• _EXERCISE TASK 1_: From the learning styles page, list every person quoted whose name is followed by the title "Ph.D."
• _EXERCISE TASK 2_: Print the rows starting with the line that contains "of the bicycle?" and stopping after the line that contains "M 272 166 L".

Did you know that learning styles do not exist? There is no evidence that shows teaching to a student’s learning style leads to better, deeper, nor longer-lasting learning. Keep reading to learn the implications this fact has for your classroom.

Are you surprised to hear that teaching to individual students’ “learning styles” don’t lead to better learning? If you would like to learn more about how this fact has implications for your classroom, join us as we bust the myth of "learning styles."

Let's Face Facts

An end view of a tall stack of hardcover, thick books.

The evidence is clear, this is no longer speculation or theory. Decades of research has shown that “learning styles” do not exist, and that teaching to a student's "learning style" does not improve their learning:

  • An, D., & Carr, M. (2017). Learning styles theory fails to explain learning and achievement: Recommendations for alternative approaches. Personality and Individual Differences 116, 410-416. http://dx.doi.org/10.1016/j.paid.2017.04.050
  • Pashler, H., McDaniel, M., Rohrer, D., & Bjork, R. (2008). Learning styles: Concepts and evidence. Psychological Science in the Public Interest, 9, 105-119.

This is well-known among the research community, and researchers continue to make attempts to publicize this evidence widely:

“People do learn differently, but I think it is very important to say exactly how they learn differently, and focus our attention on those differences that really matter. If learning styles were obviously right it would be easy to observe evidence for them in experiments. Yet there is no supporting evidence.”
Daniel Willingham, Ph.D.: http://www.danielwillingham.com/learning-styles-faq.html

“From a cognitive science perspective...there’s no such thing [as learning styles]. Data showing that teaching to students’ unique styles improves learning don’t exist.”
Erica Kleinknecht, Ph.D.: https://cognitioneducation.me/2013/12/09/daily-prompt-learning-style/

“... the learning styles approach is a way too simplified conceptualization of human cognition paired with misguided recommendations.”
Carolina Kuepper-Tetzel, Ph.D.: http://www.learningscientists.org/blog/2017/5/25-1?rq=Kuepper-Tetzel

Hear from a Practitioner

We talked with Jin-Soo Huh, Executive Director of Personalized Learning at Distinctive Schools, Chicago, about the implications of the evidence against learning styles and what applying this evidence looks like in classrooms.

Q: Do you think there's any harm in continuing to believe that learning styles exist?

A: I almost take it akin to the danger or myth of the "math person." That's what I compare it to. Even in the definition of reflecting and deciding that, "I guess I'm better at visual," I feel you can get a fixed mindset of, "I'm a visual learner, and if the content isn't being presented visually then I can't learn it." I feel like that can be really dangerous.

Q: What are the implications of this evidence against learning styles for practice?

• _RECORDS SHOWN_:
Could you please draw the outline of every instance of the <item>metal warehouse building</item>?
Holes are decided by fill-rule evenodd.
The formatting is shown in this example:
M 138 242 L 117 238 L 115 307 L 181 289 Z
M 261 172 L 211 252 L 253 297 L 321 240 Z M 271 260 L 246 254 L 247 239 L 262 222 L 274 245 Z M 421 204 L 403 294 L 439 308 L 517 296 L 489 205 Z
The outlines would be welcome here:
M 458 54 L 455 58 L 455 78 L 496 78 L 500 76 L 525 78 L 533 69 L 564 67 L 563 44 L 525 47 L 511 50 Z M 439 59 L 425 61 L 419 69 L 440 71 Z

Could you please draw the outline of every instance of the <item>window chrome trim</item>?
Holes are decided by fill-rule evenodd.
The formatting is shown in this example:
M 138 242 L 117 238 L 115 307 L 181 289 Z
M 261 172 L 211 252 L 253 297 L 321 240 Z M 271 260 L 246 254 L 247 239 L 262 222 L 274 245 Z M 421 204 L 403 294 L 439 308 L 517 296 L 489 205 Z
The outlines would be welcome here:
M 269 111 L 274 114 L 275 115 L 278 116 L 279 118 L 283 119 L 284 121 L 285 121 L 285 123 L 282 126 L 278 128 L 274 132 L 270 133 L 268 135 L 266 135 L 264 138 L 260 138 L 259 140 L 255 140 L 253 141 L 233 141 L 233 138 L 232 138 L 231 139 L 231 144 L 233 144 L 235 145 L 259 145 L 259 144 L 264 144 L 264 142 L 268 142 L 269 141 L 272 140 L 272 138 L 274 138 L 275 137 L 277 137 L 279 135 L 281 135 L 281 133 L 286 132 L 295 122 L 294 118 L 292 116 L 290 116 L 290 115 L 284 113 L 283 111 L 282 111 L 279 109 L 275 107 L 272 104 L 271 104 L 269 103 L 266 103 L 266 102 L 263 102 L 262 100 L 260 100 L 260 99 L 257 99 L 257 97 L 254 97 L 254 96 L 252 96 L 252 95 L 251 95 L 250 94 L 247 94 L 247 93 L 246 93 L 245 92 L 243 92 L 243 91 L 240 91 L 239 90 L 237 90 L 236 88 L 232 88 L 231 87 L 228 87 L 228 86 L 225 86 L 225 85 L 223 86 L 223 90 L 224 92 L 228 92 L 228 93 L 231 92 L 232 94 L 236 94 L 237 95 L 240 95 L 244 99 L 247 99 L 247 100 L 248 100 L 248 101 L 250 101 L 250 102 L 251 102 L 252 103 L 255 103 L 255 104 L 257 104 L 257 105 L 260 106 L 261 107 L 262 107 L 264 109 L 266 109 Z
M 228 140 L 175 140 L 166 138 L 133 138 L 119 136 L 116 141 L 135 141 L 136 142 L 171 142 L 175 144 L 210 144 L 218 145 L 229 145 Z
--
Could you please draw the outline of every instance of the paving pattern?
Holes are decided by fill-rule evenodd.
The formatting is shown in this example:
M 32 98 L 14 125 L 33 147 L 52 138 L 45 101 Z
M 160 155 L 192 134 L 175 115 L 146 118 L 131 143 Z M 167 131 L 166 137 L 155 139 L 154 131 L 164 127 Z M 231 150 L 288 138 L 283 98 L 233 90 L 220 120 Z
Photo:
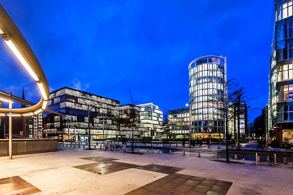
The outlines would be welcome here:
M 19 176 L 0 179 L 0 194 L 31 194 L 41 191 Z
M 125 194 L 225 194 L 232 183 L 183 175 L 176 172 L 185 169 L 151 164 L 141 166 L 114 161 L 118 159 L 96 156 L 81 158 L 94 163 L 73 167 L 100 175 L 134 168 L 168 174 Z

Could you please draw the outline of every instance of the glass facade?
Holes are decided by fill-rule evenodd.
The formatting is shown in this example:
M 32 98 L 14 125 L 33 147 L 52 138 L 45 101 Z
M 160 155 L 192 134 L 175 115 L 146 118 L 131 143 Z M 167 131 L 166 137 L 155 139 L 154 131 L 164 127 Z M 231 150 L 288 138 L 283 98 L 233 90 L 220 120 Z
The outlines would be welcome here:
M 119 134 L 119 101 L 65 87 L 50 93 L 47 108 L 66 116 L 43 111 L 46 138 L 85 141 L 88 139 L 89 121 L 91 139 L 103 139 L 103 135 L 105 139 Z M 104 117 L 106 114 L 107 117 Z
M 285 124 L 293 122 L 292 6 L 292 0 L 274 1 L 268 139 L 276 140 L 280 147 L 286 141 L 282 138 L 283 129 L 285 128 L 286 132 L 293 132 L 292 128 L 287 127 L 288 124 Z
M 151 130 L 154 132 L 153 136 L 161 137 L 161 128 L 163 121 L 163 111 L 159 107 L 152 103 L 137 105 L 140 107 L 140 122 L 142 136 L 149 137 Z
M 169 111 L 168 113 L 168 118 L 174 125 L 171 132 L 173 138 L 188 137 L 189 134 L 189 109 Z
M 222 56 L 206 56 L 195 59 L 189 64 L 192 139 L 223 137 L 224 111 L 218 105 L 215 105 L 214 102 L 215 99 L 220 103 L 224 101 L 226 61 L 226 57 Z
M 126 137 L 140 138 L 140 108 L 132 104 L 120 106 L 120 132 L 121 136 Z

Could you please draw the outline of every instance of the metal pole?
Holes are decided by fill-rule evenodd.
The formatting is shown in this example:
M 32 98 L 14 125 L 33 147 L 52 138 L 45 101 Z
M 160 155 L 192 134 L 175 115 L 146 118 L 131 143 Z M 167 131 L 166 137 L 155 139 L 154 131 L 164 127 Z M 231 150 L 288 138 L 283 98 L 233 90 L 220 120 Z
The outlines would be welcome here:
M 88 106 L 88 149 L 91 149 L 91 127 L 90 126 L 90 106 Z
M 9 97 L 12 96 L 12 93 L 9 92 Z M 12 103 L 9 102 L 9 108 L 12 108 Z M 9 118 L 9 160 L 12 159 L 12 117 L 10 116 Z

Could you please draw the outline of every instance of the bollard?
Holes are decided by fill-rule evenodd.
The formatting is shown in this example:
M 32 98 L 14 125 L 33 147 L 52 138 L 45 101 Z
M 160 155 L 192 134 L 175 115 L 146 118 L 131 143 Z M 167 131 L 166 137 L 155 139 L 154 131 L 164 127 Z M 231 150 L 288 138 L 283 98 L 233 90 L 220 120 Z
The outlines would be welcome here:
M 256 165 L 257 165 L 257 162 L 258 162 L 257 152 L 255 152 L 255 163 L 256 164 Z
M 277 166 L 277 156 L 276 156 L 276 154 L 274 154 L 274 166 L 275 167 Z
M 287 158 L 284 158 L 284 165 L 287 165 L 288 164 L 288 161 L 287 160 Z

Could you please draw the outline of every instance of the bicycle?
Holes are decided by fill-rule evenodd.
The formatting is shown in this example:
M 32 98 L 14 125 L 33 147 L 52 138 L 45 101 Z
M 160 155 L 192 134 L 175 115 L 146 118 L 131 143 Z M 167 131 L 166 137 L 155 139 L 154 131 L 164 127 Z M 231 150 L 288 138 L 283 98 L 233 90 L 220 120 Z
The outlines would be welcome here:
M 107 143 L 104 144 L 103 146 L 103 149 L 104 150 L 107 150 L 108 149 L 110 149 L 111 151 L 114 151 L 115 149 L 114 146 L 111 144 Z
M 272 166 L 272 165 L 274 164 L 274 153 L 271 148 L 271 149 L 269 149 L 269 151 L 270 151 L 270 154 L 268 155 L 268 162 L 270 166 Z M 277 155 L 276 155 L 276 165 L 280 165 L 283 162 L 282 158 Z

• _TASK SOLUTION 1_:
Daniel Willingham
Erica Kleinknecht
Carolina Kuepper-Tetzel

• _TASK SOLUTION 2_:
Could you please draw the outline of every instance of the bicycle?
Holes are decided by fill-rule evenodd.
The formatting is shown in this example:
M 32 98 L 14 125 L 33 147 L 52 138 L 45 101 Z
M 160 155 L 192 134 L 175 115 L 146 118 L 131 143 Z M 167 131 L 166 137 L 155 139 L 154 131 L 164 127 Z M 231 150 L 288 138 L 283 98 L 233 90 L 220 120 Z
The outlines would be welcome here:
M 107 143 L 104 144 L 103 146 L 103 149 L 104 150 L 107 150 L 108 149 L 110 149 L 111 151 L 114 151 L 115 149 L 114 146 L 111 144 Z
M 272 166 L 272 165 L 274 164 L 274 153 L 271 148 L 271 149 L 269 149 L 269 151 L 270 151 L 270 154 L 268 155 L 268 162 L 270 166 Z M 277 155 L 276 155 L 276 165 L 280 165 L 283 162 L 282 158 Z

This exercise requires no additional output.